** Begin TEXT EXCERPT **

Oh come on, everyone knew you in your heyday. "Probably at the time," he concedes reluctantly. "Then, of course, you have to do loads of interviews. It's like what happened to Lily [Allen] when she got famous..." For three years Enfield lived with Allen's mother, Alison Owen, and became "common-law step dad" to her children. "Suddenly Lily's bloody everywhere and she's doing every bloody interview, because you're told to. You're young and you do it. It's only later you get a bit savvy."

So did he advise Lily to keep her counsel? "Yeah." Does he find it strange that he is asked more about Lily than he is about the three children he has with his wife Lucy? "No, it's good. I don't want my kids talked about. It's one of the reasons I thought that if I could just make a go of being a writer, that would be good, because I don't really want my kids growing up with me famous."

In his mid-30s, while still a TV regular, he got depressed. He was doing well enough, but felt creatively blocked. "I found it quite hard coming up with stuff, didn't know what else I wanted to do, and didn't seem to be moving forward." He smiles. "Then I resigned myself to never moving forward." The trouble is, he says, he gets bored with his creations. He likes to kill them off quickly. Even Loadsamoney, who seemed to be around forever, only appeared 10 times on Saturday Night Live.

Was he aware of his old friends diversifying and achieving more? "Yeah!" he says generously. "Look at how successful Richard [Curtis] and Hugh [Laurie] have become. They're amazing." Perhaps he didn't have the hunger of, say, Elton, who has always seemed phenomenally ambitious.

"As are Hugh and Richard actually."

Did he ever think he could knock out a novel or two? "No, I can't write a novel. I don't have a story. I can't write a sitcom."

He was convinced he was done for, until Little Britain and Catherine Tate came along and revitalised the sketch show format. "Little Britain happened and it was so deliciously uncool." In what way? "It was just like panto – just characters with silly catchphrases, going back to the old days and dressing up as women, puke and all that stuff."

By now, he felt he had regained his sense of humour, and approached the BBC. "So I said to Peter Fincham, who was then at the BBC, I'd like to do a show, and he said 'Well I think you're a bit too old and washed up.'"

Didn't that make him feel crap? "No, I completely understood where he was coming from. You've got no profile, you haven't been around for years, should you be doing it at your age?" He pleaded for a chance, went away and devised new material with the help of Whitehouse.

** End TEXT EXCERPT **
** Begin PROVIDED DATA **

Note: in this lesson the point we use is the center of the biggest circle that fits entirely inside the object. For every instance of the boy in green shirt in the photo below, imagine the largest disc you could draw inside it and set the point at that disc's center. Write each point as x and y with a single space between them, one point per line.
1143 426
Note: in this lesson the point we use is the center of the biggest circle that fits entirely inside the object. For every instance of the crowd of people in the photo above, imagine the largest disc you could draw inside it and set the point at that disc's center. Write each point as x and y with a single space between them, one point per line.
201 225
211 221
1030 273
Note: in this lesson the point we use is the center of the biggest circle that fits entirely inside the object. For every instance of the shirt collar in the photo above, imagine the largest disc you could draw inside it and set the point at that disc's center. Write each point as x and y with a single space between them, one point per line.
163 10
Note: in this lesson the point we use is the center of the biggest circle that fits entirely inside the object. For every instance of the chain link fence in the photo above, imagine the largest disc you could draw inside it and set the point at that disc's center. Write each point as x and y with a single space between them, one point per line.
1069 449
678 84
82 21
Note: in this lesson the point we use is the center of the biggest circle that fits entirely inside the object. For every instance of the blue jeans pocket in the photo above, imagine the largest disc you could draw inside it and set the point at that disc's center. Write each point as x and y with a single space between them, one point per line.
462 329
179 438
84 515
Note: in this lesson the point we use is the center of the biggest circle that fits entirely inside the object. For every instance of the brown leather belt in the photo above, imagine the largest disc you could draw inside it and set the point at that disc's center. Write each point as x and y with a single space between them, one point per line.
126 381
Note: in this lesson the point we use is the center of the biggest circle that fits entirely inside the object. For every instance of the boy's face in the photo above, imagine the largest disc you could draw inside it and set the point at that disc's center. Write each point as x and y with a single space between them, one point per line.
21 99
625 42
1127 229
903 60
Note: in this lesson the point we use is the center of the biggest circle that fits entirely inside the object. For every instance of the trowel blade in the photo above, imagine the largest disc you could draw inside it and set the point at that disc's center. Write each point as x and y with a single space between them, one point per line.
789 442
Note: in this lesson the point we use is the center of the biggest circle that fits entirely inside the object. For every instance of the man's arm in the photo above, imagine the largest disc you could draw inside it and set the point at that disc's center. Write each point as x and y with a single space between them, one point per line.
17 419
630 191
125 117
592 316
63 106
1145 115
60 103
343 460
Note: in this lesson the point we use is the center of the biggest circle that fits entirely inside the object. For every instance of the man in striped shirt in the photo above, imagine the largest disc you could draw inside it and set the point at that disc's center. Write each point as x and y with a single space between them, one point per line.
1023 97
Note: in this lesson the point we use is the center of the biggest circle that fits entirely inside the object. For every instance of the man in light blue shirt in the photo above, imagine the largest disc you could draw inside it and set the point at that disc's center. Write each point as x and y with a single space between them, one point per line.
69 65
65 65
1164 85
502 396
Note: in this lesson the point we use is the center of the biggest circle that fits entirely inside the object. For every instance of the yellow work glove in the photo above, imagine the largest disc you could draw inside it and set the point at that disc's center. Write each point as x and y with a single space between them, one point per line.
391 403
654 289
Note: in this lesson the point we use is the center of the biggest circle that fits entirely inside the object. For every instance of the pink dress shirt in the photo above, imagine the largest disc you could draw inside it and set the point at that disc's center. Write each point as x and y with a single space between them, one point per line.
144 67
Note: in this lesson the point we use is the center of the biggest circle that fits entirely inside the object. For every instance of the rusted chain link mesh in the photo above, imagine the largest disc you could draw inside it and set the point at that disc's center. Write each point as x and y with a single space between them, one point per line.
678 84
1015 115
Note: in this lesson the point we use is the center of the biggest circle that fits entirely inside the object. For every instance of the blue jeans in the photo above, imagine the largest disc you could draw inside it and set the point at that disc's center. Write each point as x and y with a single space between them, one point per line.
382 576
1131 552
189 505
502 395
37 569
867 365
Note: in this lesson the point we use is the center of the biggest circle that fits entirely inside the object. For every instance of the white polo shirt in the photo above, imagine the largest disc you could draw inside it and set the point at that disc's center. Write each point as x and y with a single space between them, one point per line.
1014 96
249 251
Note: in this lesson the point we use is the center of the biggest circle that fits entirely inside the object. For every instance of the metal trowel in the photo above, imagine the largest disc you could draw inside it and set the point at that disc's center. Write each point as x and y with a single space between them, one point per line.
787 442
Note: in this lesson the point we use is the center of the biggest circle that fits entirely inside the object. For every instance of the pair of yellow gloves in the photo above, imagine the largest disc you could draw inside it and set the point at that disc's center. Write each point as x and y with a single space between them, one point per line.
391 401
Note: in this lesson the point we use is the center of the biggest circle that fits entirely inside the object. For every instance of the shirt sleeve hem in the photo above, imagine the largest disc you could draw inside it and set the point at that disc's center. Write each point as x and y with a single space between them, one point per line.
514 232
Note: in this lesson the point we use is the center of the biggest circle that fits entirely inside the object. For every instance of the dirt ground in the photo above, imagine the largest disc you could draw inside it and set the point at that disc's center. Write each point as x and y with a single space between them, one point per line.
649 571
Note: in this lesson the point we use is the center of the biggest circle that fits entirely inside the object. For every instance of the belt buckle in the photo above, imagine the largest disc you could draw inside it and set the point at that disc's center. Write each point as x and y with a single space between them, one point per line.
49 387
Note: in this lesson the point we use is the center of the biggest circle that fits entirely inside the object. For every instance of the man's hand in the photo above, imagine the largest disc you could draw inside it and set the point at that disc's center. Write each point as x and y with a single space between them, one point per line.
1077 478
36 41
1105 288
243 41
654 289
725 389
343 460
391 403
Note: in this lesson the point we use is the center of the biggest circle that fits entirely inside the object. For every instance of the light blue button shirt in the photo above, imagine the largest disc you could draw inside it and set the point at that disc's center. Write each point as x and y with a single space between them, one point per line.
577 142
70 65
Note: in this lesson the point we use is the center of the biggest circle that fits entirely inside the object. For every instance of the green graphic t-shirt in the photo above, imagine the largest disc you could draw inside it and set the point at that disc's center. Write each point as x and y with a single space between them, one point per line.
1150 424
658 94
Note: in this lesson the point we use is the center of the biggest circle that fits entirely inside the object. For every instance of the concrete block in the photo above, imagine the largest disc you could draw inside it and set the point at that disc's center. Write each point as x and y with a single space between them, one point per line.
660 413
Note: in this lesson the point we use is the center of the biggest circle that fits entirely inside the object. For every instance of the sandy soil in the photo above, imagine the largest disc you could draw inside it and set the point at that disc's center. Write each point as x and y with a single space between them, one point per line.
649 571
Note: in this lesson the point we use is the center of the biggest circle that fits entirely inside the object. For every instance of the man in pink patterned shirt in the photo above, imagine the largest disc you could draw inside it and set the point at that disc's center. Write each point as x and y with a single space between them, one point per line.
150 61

** End PROVIDED DATA **

• **PROBLEMS AND TASKS**:
• A. Do these statements agree with the interview excerpt? (i) Enfield lived with Alison Owen for three years. (ii) Enfield says he could write a sitcom. (iii) Peter Fincham told Enfield he was a bit too old and washed up.
• B. Which lines of the records contain the string "trowel"? Copy each of them.

• **RESULTS FOR EACH TASK**:
• A.
(i) Yes: "For three years Enfield lived with Allen's mother, Alison Owen"
(ii) No: "I can't write a sitcom."
(iii) Yes: "he said 'Well I think you're a bit too old and washed up.'"

• B.
Note: in this lesson the point we use is the center of the biggest circle that fits entirely inside the object. For every instance of the trowel blade in the photo above, imagine the largest disc you could draw inside it and set the point at that disc's center. Write each point as x and y with a single space between them, one point per line.
Note: in this lesson the point we use is the center of the biggest circle that fits entirely inside the object. For every instance of the metal trowel in the photo above, imagine the largest disc you could draw inside it and set the point at that disc's center. Write each point as x and y with a single space between them, one point per line.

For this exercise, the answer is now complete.